WORKING DATA
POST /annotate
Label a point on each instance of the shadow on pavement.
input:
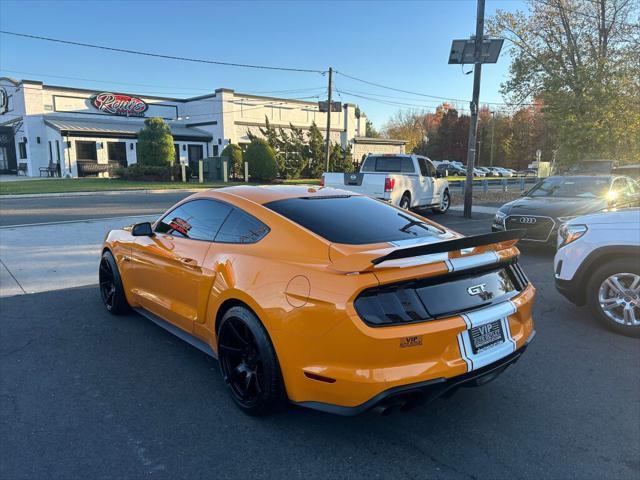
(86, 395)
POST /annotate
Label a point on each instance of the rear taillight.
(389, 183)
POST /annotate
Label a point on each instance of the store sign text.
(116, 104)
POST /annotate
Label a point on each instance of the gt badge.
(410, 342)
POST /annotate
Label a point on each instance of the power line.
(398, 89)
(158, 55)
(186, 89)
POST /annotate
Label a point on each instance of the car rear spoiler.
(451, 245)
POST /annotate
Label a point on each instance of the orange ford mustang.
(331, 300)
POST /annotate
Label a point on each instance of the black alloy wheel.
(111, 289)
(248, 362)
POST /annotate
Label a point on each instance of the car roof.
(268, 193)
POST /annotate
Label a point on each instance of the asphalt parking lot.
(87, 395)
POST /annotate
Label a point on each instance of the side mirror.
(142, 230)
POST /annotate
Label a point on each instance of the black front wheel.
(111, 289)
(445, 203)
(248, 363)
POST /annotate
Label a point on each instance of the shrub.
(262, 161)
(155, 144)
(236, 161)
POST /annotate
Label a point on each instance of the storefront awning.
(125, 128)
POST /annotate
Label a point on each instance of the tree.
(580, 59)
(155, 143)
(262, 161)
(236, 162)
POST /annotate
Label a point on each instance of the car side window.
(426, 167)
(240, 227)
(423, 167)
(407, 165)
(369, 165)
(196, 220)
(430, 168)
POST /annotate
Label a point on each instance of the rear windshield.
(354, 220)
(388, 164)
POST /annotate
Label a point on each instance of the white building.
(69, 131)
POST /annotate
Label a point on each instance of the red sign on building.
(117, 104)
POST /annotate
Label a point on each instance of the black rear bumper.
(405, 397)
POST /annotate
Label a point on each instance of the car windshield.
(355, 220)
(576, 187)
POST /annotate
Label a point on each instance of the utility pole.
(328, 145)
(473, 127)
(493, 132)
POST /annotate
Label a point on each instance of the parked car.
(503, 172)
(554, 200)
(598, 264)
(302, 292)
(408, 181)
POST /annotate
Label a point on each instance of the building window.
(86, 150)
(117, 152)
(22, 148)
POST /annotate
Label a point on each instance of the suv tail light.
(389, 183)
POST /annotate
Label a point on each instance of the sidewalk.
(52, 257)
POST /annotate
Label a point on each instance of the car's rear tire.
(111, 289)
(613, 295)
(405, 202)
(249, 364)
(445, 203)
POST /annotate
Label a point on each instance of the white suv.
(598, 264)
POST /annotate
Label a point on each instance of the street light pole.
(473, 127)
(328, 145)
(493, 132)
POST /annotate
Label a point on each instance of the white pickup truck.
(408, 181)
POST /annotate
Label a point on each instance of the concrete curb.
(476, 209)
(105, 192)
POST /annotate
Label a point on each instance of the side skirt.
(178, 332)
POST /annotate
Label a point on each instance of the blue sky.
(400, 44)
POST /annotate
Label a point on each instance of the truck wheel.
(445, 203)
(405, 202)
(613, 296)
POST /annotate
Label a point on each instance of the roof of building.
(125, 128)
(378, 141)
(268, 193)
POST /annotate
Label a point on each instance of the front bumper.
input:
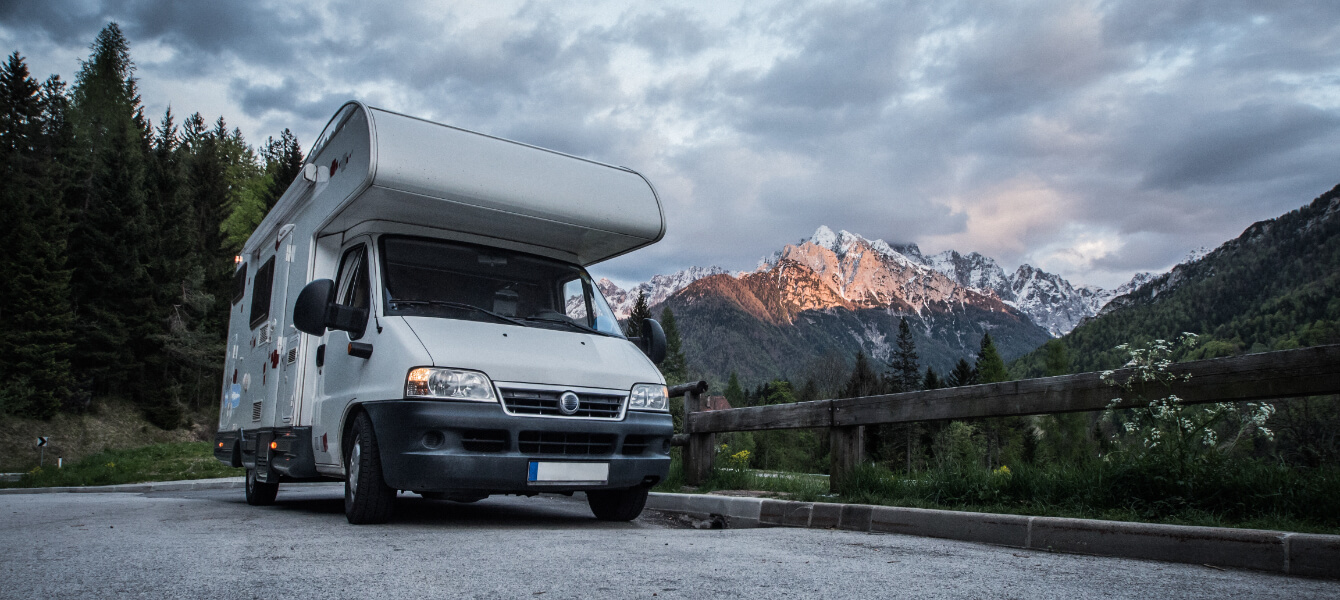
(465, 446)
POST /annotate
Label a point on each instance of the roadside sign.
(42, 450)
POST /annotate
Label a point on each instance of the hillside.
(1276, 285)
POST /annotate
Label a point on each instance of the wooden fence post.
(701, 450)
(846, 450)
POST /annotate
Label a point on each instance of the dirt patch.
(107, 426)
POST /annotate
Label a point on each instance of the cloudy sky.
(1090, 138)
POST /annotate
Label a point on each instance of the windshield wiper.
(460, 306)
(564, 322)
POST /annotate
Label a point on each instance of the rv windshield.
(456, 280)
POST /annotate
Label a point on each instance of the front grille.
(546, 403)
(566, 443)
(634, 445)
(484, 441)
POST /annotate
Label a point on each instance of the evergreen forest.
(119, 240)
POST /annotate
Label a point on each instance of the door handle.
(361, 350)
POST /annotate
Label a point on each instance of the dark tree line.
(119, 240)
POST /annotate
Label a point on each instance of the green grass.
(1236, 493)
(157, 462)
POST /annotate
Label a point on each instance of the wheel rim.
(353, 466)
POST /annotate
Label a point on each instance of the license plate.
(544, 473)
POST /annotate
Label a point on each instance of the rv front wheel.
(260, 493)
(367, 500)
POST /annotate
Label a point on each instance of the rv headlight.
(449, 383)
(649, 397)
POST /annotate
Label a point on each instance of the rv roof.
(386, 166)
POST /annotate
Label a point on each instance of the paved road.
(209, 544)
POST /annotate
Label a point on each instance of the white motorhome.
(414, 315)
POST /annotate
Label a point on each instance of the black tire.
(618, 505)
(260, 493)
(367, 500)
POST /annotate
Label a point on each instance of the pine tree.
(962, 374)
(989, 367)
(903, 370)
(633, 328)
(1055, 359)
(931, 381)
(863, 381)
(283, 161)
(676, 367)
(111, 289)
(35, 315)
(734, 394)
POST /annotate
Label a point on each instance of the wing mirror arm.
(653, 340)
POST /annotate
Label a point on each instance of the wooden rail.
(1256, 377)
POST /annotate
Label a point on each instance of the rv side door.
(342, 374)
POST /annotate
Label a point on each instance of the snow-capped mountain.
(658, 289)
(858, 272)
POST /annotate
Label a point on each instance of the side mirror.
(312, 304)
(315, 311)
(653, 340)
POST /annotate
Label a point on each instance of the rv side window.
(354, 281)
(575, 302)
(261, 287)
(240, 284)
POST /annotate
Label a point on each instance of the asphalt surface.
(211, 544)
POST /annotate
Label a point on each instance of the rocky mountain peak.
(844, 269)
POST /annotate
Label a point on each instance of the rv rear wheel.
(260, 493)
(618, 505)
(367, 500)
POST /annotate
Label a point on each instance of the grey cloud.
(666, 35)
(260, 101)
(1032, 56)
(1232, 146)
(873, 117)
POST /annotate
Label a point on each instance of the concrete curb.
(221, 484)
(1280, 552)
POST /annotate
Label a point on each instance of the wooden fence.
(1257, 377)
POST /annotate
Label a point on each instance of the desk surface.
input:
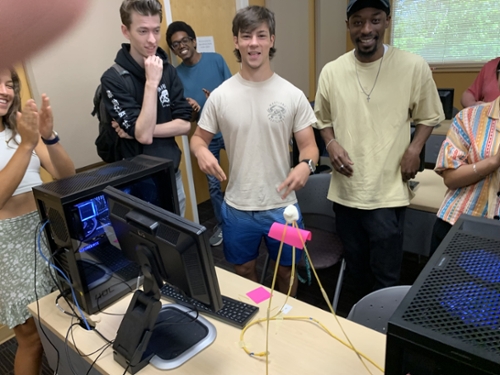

EXERCISE OBJECTIVE
Copy the whole of the material above exactly, but not its images.

WRITTEN RESPONSE
POST /annotate
Label a point on each instance of the shadow on pavement.
input:
(86, 395)
POST /annotate
Label a point on each instance of the rear taillight.
(389, 183)
POST /annotate
Label a point on each instance of the store sign text.
(116, 104)
POST /annotate
Label a point on each instance of the gt badge.
(410, 342)
POST /annotate
Label a point on each instance of the power line.
(398, 89)
(158, 55)
(186, 89)
POST /annotate
Label a point on each instance of the car rear spoiler.
(451, 245)
POST /annotate
Label a point on each instance of the orange ford mustang.
(331, 300)
POST /annotate
Label a point on each instance of the black alloy wheel.
(111, 289)
(248, 362)
POST /annotate
Label a point on each instance of the car roof.
(268, 193)
POST /annotate
Label a point on each instance of the asphalt parking lot.
(87, 395)
POST /annotate
Label a point on each instance of the side mirror.
(142, 230)
POST /annotate
Label a point on each instance of the black front wheel.
(111, 289)
(445, 203)
(248, 363)
POST /annotate
Label a point on each instance of the shrub.
(262, 161)
(155, 144)
(236, 161)
POST /annotate
Label a point on each instance of the storefront awning.
(125, 128)
POST /annotate
Label a point on each instance of the tree.
(580, 59)
(155, 143)
(262, 161)
(236, 162)
POST /annotate
Label a point on each instance of the car side window.
(426, 167)
(240, 227)
(423, 167)
(407, 165)
(369, 165)
(196, 220)
(430, 168)
POST /annotate
Label a point on each instance of the rear windshield.
(354, 220)
(388, 164)
POST /annotate
Label a point on each instance of the white building.
(69, 131)
POST /annotate
Label a point on each instance of the red sign on building.
(117, 104)
POST /annotate
Label a point on each instance of the black rear bumper.
(405, 397)
POST /annotate
Label a point on each instance of the car windshield.
(355, 220)
(576, 187)
POST /annotate
Label a point on each instance of the utility pole.
(328, 145)
(473, 127)
(493, 132)
POST /annotate
Label a point on each instance of the parked car.
(503, 172)
(554, 200)
(598, 264)
(302, 292)
(408, 181)
POST /annotate
Label a point on each instance of the building window.
(86, 150)
(117, 152)
(22, 148)
POST /annotate
Label a point on each instance of the suv tail light.
(389, 183)
POST /annotate
Label a point on each instance of the sidewalk.
(52, 257)
POST /annotate
Label a point on each instance of the car's rear tire.
(111, 289)
(613, 295)
(405, 202)
(249, 364)
(445, 203)
POST /annotate
Label a point on each instance of the white suv.
(598, 264)
POST /annotate
Label a point on each instance of the street light pole.
(473, 127)
(328, 145)
(493, 132)
POST /annotate
Label a point on each instance of the white pickup truck.
(408, 181)
POST /annotate
Label a point on each instance of the concrete curb.
(476, 209)
(105, 192)
POST /annotate
Label a point on each instance of the side skirt.
(178, 332)
POST /annotate
Label a point on each instance of the blue sky.
(400, 44)
POST /annotate
Label a point on each instance of the truck wheel.
(445, 203)
(405, 202)
(613, 296)
POST /annotate
Label a point on each instance of the roof of building.
(125, 128)
(378, 141)
(268, 193)
POST /annotate
Label a point on each instance of the front bumper.
input:
(465, 446)
POST /annotate
Label a point on each instance of the roadside sign.
(42, 450)
POST /annotate
Label a point on each instance of the hillside.
(1276, 285)
POST /annotate
Label a point on each instance of the wooden fence post.
(701, 450)
(846, 450)
POST /annotate
Label a point on each instance of the dirt patch.
(107, 426)
POST /annotate
Label a point on each instance of the cloudy sky.
(1090, 138)
POST /annotate
Label a point on each instance of the windshield wiper.
(460, 306)
(564, 322)
POST /annotate
Label a point on each instance of the rv windshield.
(456, 280)
POST /annotate
Label a point on each instance of the front grille.
(546, 403)
(566, 443)
(634, 445)
(484, 441)
POST /annotate
Label a point on each instance of the evergreen forest.
(119, 240)
POST /annotate
Label a point on each instance of the door handle.
(361, 350)
POST /annotate
Label a point on each instance of the dark tree line.
(119, 240)
POST /annotate
Label a point on each instance of the green grass.
(1236, 493)
(157, 462)
POST /annotate
Label a point on each instance of the wheel rim.
(353, 466)
POST /annotate
Label a point on each instance of the license plate.
(544, 473)
POST /annotate
Label a point on each instance of the rv front wheel.
(260, 493)
(367, 500)
POST /annotate
Label a point on each instance of the rv headlight.
(449, 383)
(649, 397)
POST /annotate
Label a point on each instance of the rv roof.
(386, 166)
POST /annotate
Label a point on each instance of the paved road.
(209, 544)
POST /annotate
Label a point on each instance of the white motorhome.
(414, 315)
POST /annotate
Label a point on each instance of the black tire.
(618, 505)
(260, 493)
(367, 500)
POST /annotate
Label a point on each instance of the pine tree.
(962, 374)
(989, 367)
(903, 370)
(633, 328)
(1055, 359)
(931, 381)
(863, 381)
(283, 161)
(676, 367)
(111, 289)
(35, 315)
(734, 394)
POST /annotate
Label a point on each instance of the wing mirror arm.
(653, 340)
POST /annotate
Label a point on each instance of the wooden rail.
(1256, 377)
POST /annotate
Label a point on each instance of the rv side door.
(342, 374)
POST /annotate
Label a point on each instance of the snow-capped mountain.
(658, 289)
(858, 272)
POST /annotate
Label a point on each instance of the side mirror.
(312, 304)
(315, 311)
(653, 340)
POST /annotate
Label a point on each instance of the rv side window.
(354, 281)
(575, 302)
(261, 287)
(240, 284)
POST /annotate
Label a point on each instance of the asphalt surface.
(211, 544)
POST /annotate
Label a point on each instance of the rocky mountain peak.
(844, 269)
POST /annotate
Label a point on each instance of the rv rear wheel.
(260, 493)
(618, 505)
(367, 500)
POST /annotate
Label a point on each instance of the grey cloud.
(666, 35)
(260, 101)
(1032, 56)
(1232, 146)
(873, 117)
POST /annotate
Label a point on each instance of the concrete curb.
(221, 484)
(1280, 552)
POST /annotate
Label a point on each instance of the wooden fence.
(1257, 377)
POST /annotate
Label a point on each instance of the desk surface.
input:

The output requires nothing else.